- _Aim_:
Copy out all the data, word for word.

(Entries from an annotation dataset)
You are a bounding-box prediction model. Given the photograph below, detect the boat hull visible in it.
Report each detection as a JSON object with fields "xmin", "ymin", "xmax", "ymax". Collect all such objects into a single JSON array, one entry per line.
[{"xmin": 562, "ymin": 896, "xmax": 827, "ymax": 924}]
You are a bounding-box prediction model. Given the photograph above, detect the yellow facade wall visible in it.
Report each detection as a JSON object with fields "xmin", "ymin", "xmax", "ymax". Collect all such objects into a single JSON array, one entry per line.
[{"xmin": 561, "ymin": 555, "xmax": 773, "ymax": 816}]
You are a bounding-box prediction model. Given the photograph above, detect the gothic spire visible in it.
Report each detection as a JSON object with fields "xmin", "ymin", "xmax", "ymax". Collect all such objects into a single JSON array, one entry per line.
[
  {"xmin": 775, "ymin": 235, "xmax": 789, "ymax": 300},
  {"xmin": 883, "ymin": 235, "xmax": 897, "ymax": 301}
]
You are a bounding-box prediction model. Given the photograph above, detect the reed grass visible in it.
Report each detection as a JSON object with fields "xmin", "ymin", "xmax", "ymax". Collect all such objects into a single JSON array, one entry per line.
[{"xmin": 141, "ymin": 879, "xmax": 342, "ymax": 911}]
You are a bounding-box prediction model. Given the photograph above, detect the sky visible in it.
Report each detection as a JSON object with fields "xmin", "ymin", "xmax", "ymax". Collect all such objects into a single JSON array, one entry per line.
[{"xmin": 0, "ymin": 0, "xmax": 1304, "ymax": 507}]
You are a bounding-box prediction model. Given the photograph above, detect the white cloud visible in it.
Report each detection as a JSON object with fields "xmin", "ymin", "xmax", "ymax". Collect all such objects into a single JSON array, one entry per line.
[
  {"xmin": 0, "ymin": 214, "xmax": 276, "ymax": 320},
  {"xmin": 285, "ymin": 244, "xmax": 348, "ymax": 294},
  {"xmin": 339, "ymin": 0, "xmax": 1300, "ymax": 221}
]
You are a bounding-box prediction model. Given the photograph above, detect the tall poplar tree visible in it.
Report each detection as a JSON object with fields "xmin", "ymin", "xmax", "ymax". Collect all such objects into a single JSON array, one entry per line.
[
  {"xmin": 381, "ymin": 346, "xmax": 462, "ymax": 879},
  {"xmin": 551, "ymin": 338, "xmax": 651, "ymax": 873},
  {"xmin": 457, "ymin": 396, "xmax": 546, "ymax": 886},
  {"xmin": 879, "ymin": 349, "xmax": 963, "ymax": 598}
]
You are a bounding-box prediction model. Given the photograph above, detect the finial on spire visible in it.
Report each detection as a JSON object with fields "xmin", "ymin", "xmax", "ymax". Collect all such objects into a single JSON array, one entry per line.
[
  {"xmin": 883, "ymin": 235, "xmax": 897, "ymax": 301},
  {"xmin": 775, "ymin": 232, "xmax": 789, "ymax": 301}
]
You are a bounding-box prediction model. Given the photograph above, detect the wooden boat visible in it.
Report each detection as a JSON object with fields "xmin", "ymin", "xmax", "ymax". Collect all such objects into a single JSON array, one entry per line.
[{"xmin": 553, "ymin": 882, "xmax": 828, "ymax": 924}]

- _Answer for the task_:
You are a bounding-box prediction model. Given the photograph below, detect the boat hull visible in it.
Report each detection as a JSON object with fields "xmin", "ymin", "xmax", "ymax". Collect all such objects into a single JSON array, one entry per line.
[{"xmin": 562, "ymin": 896, "xmax": 827, "ymax": 924}]
You are a bounding-box prediction model. Given the photograph above, detect the yellow facade wall visible in it.
Report each detection as a JSON object with fields "xmin", "ymin", "xmax", "ymax". Collect all such objects into a single JSON array, one entry per line.
[{"xmin": 561, "ymin": 555, "xmax": 773, "ymax": 816}]
You are a bounding-box prediction model. Given the photograph above, detect the gothic spire visible in it.
Report each detection as a JSON object with fields "xmin", "ymin", "xmax", "ymax". Collect all such objects into a single JSON array, one entry per line.
[
  {"xmin": 775, "ymin": 235, "xmax": 789, "ymax": 300},
  {"xmin": 883, "ymin": 235, "xmax": 897, "ymax": 301}
]
You are a bounding-box prediction model. Given the photograph above, detect the reed grass visible in it.
Report each detection as a JSON object with fields "xmin", "ymin", "xmax", "ymax". Collect all such objects into a single JSON array, one entry per line.
[{"xmin": 141, "ymin": 879, "xmax": 342, "ymax": 911}]
You are a bounding-box prediction model. Given the photograph above, detect the sky visible in it.
Report each detection as a JSON object with fields "xmin", "ymin", "xmax", "ymax". Collect all such objects into a single JSON array, one entry per line.
[{"xmin": 0, "ymin": 0, "xmax": 1304, "ymax": 507}]
You are a bounding-box prediction model. Given the photograph above, detect the white cloud visible in it.
Report each detection as a JSON object with fields "xmin", "ymin", "xmax", "ymax". Collect all such objects into a single JSON array, one entry per line.
[
  {"xmin": 0, "ymin": 214, "xmax": 276, "ymax": 320},
  {"xmin": 285, "ymin": 244, "xmax": 348, "ymax": 294},
  {"xmin": 339, "ymin": 0, "xmax": 1300, "ymax": 221}
]
You are a bounding-box prediction model. Given the photograph above, detect the tall poplar tree visible in it.
Report each detection as a JSON object with fields "xmin", "ymin", "xmax", "ymax". Collect all such objects into a single JSON array, one entry per line.
[
  {"xmin": 381, "ymin": 346, "xmax": 462, "ymax": 879},
  {"xmin": 551, "ymin": 338, "xmax": 651, "ymax": 873},
  {"xmin": 457, "ymin": 396, "xmax": 546, "ymax": 886},
  {"xmin": 879, "ymin": 349, "xmax": 963, "ymax": 598}
]
You are a bounding-box prediction model. Given the photograph above, detect the finial on spire visible in it.
Report each detection as a JSON object with fields "xmin", "ymin", "xmax", "ymax". Collect all such objects into a single JSON array, one entry per line.
[
  {"xmin": 883, "ymin": 235, "xmax": 897, "ymax": 301},
  {"xmin": 775, "ymin": 232, "xmax": 789, "ymax": 301}
]
You are a bounding-box prediction model. Given the photograph above, detect the wooden boat visible in it.
Report each detection as a JSON object with fields "xmin", "ymin", "xmax", "ymax". Collect all such objects into a single JSON array, one entry per line.
[{"xmin": 553, "ymin": 882, "xmax": 828, "ymax": 924}]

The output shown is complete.